YOUR OBJECTIVE:
Write out all of the entries exactly, please.

PROVIDED MATERIAL:
====

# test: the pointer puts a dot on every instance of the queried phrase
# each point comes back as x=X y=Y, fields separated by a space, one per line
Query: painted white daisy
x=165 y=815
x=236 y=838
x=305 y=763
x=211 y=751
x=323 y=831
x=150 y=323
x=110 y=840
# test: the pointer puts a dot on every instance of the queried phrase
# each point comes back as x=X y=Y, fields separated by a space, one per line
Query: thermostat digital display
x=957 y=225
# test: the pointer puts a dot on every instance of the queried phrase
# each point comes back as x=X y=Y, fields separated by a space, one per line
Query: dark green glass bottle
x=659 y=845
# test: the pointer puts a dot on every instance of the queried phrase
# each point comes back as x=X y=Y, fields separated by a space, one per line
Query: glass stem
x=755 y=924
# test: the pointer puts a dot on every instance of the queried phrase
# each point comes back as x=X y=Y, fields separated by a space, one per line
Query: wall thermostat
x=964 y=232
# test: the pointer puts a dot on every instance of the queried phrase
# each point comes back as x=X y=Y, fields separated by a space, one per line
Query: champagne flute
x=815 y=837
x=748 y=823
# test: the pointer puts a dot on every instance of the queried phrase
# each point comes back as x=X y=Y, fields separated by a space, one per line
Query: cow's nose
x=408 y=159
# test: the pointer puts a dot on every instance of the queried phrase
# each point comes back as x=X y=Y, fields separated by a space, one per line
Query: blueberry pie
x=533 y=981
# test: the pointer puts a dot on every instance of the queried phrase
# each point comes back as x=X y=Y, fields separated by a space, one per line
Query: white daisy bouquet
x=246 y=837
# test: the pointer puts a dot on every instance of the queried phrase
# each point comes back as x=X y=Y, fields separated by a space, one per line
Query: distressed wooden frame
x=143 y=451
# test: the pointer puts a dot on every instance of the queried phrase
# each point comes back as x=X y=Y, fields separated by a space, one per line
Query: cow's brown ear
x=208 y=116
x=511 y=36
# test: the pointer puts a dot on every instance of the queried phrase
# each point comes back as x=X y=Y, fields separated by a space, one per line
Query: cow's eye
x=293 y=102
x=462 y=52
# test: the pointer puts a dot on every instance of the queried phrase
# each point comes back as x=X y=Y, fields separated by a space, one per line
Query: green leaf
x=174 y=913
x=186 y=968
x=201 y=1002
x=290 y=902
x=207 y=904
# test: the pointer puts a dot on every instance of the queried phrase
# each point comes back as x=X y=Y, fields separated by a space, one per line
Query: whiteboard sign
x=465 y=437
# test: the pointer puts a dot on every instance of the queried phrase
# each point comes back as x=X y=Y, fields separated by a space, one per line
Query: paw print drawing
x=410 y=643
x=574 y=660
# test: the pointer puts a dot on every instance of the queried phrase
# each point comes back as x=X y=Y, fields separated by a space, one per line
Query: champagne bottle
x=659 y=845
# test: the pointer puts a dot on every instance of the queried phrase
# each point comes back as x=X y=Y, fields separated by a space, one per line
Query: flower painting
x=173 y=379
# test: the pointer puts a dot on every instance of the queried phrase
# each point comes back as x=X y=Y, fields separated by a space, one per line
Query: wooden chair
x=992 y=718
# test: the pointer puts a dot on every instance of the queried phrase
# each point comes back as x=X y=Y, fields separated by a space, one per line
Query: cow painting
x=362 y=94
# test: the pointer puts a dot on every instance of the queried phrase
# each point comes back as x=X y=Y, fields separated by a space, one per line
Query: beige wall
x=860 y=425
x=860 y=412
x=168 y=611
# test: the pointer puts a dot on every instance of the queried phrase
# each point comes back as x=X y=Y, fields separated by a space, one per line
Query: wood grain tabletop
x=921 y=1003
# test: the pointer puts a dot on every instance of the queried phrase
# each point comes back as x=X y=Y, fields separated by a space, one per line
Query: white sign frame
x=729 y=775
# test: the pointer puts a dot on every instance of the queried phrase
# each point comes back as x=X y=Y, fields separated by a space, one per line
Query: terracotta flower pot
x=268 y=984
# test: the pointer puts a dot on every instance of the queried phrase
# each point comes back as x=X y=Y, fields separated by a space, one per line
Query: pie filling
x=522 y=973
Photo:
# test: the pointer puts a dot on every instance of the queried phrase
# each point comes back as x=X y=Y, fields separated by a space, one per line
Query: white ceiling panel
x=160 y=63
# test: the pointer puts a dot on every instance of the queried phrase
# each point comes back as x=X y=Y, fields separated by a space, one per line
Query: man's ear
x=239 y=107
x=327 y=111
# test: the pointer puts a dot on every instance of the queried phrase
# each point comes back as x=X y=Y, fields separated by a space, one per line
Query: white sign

====

REPLY:
# test: the pointer puts a dot on every instance of the queried phrase
# each point comes back as x=X y=Y, fields separated by a space, one per line
Query: painted white daisy
x=165 y=815
x=236 y=838
x=305 y=763
x=211 y=751
x=323 y=831
x=150 y=323
x=110 y=840
# test: the pointer puts a dot on every instance of the queried phrase
# each point comes back as x=X y=Y, fields separated by a space, one per line
Query: thermostat digital display
x=957 y=225
# test: the pointer puts a dot on every instance of the queried phrase
# each point comes back as x=X y=Y, fields separated by a space, one per line
Query: dark green glass bottle
x=659 y=845
# test: the pointer puts a dot on every instance of the queried phrase
# each point comes back as x=X y=Y, fields separated by a space, one per line
Query: glass stem
x=755 y=924
# test: the pointer puts a dot on every instance of the queried phrase
# each point comes back as x=X y=Y, fields separated by a space, one per line
Query: wall thermostat
x=964 y=232
# test: the pointer puts a dot on every instance of the queried phrase
# each point comes back as x=X y=Y, fields separated by a space, one per line
Query: champagne flute
x=815 y=837
x=748 y=823
# test: the pointer puts a dot on every instance of the queried phrase
# each point comes back as x=X y=Y, fields separated by a space, one per line
Query: cow's nose
x=408 y=159
# test: the pointer puts a dot on every instance of the queried phrase
# each point comes back as x=X y=Y, fields separated by a space, one per line
Query: blueberry pie
x=533 y=981
# test: the pointer puts a dot on every instance of the queried phrase
# each point comes back as x=X y=Y, fields separated by a space, one per line
Query: white daisy bouquet
x=246 y=837
# test: the pointer puts a dot on every instance of the queried phrase
# each point comes back as x=X y=Y, fields separated by a space, one per line
Query: distressed wooden frame
x=143 y=451
# test: the pointer puts a dot on every instance of the queried phrase
# each point comes back as x=X y=Y, fields separated by a space, one per line
Query: cow's brown ear
x=208 y=116
x=511 y=36
# test: the pointer puts a dot on every instance of the queried phrase
# each point comes back as x=X y=Y, fields separated by a space, one per line
Query: cow's eye
x=293 y=102
x=462 y=52
# test: the pointer puts a dot on every instance of the queried phrase
# each point comes back as x=X y=Y, fields separated by a space, one per line
Query: green leaf
x=174 y=913
x=186 y=968
x=201 y=1002
x=290 y=902
x=207 y=904
# test: the pointer puts a dot on every instance of the queried phrase
# each point comes back as x=X y=Y, fields separated by a space, one per line
Query: whiteboard sign
x=465 y=437
# test: the pointer puts a dot on every instance of the queried phrase
# each point comes back as x=X y=Y, fields separated by a space, one per line
Query: paw print drawing
x=410 y=643
x=574 y=660
# test: the pointer puts a dot on every instance of the queried phrase
# each point comes back as x=X y=Y, fields separated by a space, one per line
Query: champagne bottle
x=659 y=845
# test: the pointer puts a dot on every instance of the queried phrase
# each point comes back as x=X y=Y, fields separated by a space, one per line
Query: flower painting
x=173 y=379
# test: the pointer puts a dot on every instance of the queried phrase
# each point comes back as x=X y=Y, fields separated by a space, one per line
Query: wooden chair
x=992 y=718
# test: the pointer puts a dot on every instance of the queried phrase
# each point comes back as x=X y=Y, fields separated by a space, one per line
Query: cow painting
x=362 y=94
# test: the pointer puts a dot on every instance of the queried phrase
# each point comes back as x=X y=Y, fields separated by a space, one per line
Query: beige wall
x=860 y=425
x=860 y=412
x=168 y=611
# test: the pointer puts a dot on every instance of the queried phrase
# each point comes back as x=X y=Y, fields separated by a space, one per line
Query: wood grain tabletop
x=921 y=1003
# test: the pointer puts a dot on every instance of the queried phrase
# each point comes back as x=X y=Y, fields separated by a space, one per line
Query: white sign frame
x=729 y=775
# test: the pointer puts a dot on every instance of the queried phrase
# each point comes back as x=X y=Y, fields separated by a space, one per line
Query: terracotta flower pot
x=268 y=984
# test: the pointer puts a dot on every instance of the queried phrase
# each point comes back as x=X y=Y, fields separated by a space, one per line
Query: pie filling
x=522 y=973
Photo:
# test: the pointer puts a dot on every instance of the queried phrase
# each point comes back as x=X y=Y, fields separated by a space, one per line
Query: white ceiling panel
x=160 y=63
# test: the pointer puts a dot on every instance of the queried phrase
# each point comes back as x=X y=Y, fields separated by a space, one per line
Query: man's ear
x=239 y=107
x=327 y=111
# test: the pointer puts a dot on every instance of the queried phrase
# each point comes back as x=X y=Y, fields separated by a space, one per line
Query: white sign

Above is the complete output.